- [GOAL OF THE EXERCISE]
Quote, without change, all of the lines that follow.

——

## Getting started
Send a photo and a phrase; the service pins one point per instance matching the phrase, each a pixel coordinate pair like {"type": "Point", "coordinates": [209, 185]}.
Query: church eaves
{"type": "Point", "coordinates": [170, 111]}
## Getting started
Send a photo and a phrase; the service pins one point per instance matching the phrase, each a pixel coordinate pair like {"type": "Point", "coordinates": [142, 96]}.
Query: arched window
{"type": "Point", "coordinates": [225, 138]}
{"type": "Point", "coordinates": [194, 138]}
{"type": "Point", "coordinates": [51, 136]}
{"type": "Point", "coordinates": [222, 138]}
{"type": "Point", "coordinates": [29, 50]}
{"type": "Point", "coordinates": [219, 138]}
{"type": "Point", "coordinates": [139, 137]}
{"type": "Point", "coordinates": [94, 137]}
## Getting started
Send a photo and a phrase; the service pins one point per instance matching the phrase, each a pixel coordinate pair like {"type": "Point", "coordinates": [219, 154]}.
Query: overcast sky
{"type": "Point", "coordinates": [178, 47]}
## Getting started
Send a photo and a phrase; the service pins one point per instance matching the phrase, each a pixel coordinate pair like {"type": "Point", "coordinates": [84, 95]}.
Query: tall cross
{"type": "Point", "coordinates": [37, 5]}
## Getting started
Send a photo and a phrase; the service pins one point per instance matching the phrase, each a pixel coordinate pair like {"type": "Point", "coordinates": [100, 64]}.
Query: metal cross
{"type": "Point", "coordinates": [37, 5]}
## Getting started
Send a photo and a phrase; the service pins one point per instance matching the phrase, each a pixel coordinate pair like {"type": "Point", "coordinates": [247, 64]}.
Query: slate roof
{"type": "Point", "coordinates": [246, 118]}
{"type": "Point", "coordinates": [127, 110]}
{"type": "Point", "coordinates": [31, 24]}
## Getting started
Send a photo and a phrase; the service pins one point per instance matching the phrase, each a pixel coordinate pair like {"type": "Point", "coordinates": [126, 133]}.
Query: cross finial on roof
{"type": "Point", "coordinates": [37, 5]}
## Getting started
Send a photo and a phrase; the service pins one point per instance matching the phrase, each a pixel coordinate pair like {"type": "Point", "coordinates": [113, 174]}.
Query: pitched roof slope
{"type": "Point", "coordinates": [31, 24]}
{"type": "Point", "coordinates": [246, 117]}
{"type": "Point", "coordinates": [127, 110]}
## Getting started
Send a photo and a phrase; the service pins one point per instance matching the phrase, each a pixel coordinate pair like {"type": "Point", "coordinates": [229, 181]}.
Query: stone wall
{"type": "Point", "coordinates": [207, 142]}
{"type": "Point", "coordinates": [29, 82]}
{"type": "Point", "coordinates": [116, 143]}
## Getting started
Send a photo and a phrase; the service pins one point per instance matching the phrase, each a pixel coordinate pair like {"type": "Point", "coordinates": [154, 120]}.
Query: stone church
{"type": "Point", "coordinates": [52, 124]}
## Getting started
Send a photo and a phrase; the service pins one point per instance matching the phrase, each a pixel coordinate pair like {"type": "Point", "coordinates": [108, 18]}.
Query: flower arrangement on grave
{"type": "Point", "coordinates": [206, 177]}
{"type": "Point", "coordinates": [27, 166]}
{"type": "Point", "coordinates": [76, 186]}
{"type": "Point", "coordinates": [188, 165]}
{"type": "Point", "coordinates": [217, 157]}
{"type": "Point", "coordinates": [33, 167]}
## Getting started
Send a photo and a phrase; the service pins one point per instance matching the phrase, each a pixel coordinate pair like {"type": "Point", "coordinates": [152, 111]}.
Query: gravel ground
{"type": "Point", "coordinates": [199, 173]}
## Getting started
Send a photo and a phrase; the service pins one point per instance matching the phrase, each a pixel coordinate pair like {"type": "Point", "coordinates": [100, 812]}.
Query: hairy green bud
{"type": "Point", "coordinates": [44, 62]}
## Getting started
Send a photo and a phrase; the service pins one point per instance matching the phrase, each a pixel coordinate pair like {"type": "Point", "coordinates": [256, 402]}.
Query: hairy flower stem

——

- [TASK RESPONSE]
## Getting started
Send a photo and a phrase; the service pins one point per instance matching the phrase, each a pixel coordinate pair like {"type": "Point", "coordinates": [209, 185]}.
Query: church eaves
{"type": "Point", "coordinates": [170, 111]}
## Getting started
Send a photo and a phrase; the service pins one point per instance matching the phrase, each a pixel coordinate pair like {"type": "Point", "coordinates": [142, 96]}.
Query: arched window
{"type": "Point", "coordinates": [225, 138]}
{"type": "Point", "coordinates": [194, 138]}
{"type": "Point", "coordinates": [51, 136]}
{"type": "Point", "coordinates": [222, 138]}
{"type": "Point", "coordinates": [29, 50]}
{"type": "Point", "coordinates": [219, 138]}
{"type": "Point", "coordinates": [139, 137]}
{"type": "Point", "coordinates": [94, 137]}
## Getting started
Send a photo and a phrase; the service pins one point per instance matching the phrase, each a pixel coordinate pair like {"type": "Point", "coordinates": [219, 154]}.
Query: overcast sky
{"type": "Point", "coordinates": [178, 47]}
## Getting started
Send a photo and a phrase; the service pins one point per instance matching the phrase, each a pixel coordinate pair like {"type": "Point", "coordinates": [84, 95]}.
Query: tall cross
{"type": "Point", "coordinates": [37, 5]}
## Getting started
Send a photo and a phrase; the service pins one point per instance matching the phrase, each a pixel coordinate pair like {"type": "Point", "coordinates": [100, 64]}.
Query: metal cross
{"type": "Point", "coordinates": [37, 5]}
## Getting started
Send a photo and a phrase; the service pins one point per instance matching the phrase, each a pixel coordinate pair like {"type": "Point", "coordinates": [247, 64]}.
Query: slate roof
{"type": "Point", "coordinates": [246, 118]}
{"type": "Point", "coordinates": [127, 110]}
{"type": "Point", "coordinates": [31, 24]}
## Getting started
Send a photo and a phrase; the service pins one point per instance matching the phrase, each a pixel coordinate pair like {"type": "Point", "coordinates": [126, 133]}.
Query: cross finial on roof
{"type": "Point", "coordinates": [37, 5]}
## Getting started
Send a photo and a phrase; the service pins one point per instance matching the phrase, each a pixel coordinate pair like {"type": "Point", "coordinates": [113, 174]}.
Query: pitched roof slope
{"type": "Point", "coordinates": [31, 24]}
{"type": "Point", "coordinates": [246, 117]}
{"type": "Point", "coordinates": [127, 110]}
## Getting started
Send a photo and a phrase; the service pins one point per instance matching the phrase, each a pixel coordinate pair like {"type": "Point", "coordinates": [229, 181]}.
Query: stone wall
{"type": "Point", "coordinates": [207, 142]}
{"type": "Point", "coordinates": [29, 82]}
{"type": "Point", "coordinates": [116, 143]}
## Getting started
Send a photo and a phrase; the service pins one point per instance matching the phrase, each a pixel coordinate pair like {"type": "Point", "coordinates": [154, 120]}.
Query: stone church
{"type": "Point", "coordinates": [52, 124]}
## Getting started
Send a photo and a phrase; the service pins one point per instance matching the phrase, each a pixel coordinate pair like {"type": "Point", "coordinates": [108, 18]}.
Query: flower arrangement on grave
{"type": "Point", "coordinates": [206, 177]}
{"type": "Point", "coordinates": [27, 166]}
{"type": "Point", "coordinates": [76, 186]}
{"type": "Point", "coordinates": [188, 165]}
{"type": "Point", "coordinates": [217, 157]}
{"type": "Point", "coordinates": [33, 167]}
## Getting started
Send a photo and a phrase; the service pins one point per instance matching the phrase, each a pixel coordinate pair like {"type": "Point", "coordinates": [152, 111]}.
Query: gravel ground
{"type": "Point", "coordinates": [199, 173]}
## Getting started
Send a photo and a phrase; the service pins one point per instance matching the phrase, each a pixel coordinate pair like {"type": "Point", "coordinates": [100, 812]}.
Query: hairy green bud
{"type": "Point", "coordinates": [44, 62]}
## Getting started
Send a photo and a phrase; the service pins one point per instance matching the phrase, each a pixel coordinate pair like {"type": "Point", "coordinates": [256, 402]}.
Query: hairy flower stem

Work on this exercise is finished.